◆ Task prompt ◆
Exclude all pictures, then copy each of the records exactly as written.

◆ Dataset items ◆
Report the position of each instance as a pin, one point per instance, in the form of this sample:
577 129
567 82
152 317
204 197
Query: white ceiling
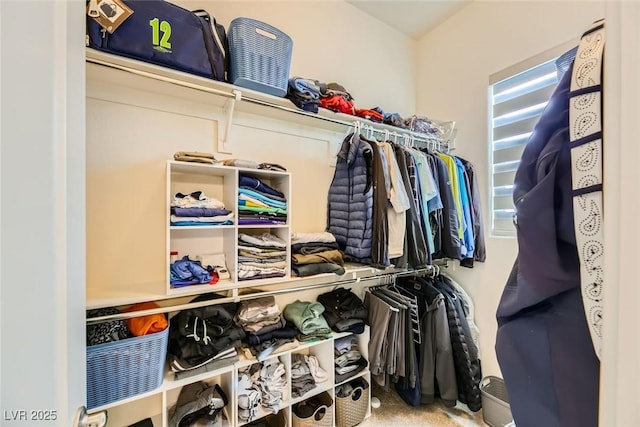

◆ Expected answer ◆
Report the position of each instance as a pin, one point per instance, in the form of this sample:
577 129
567 82
152 317
204 197
Query: white ceiling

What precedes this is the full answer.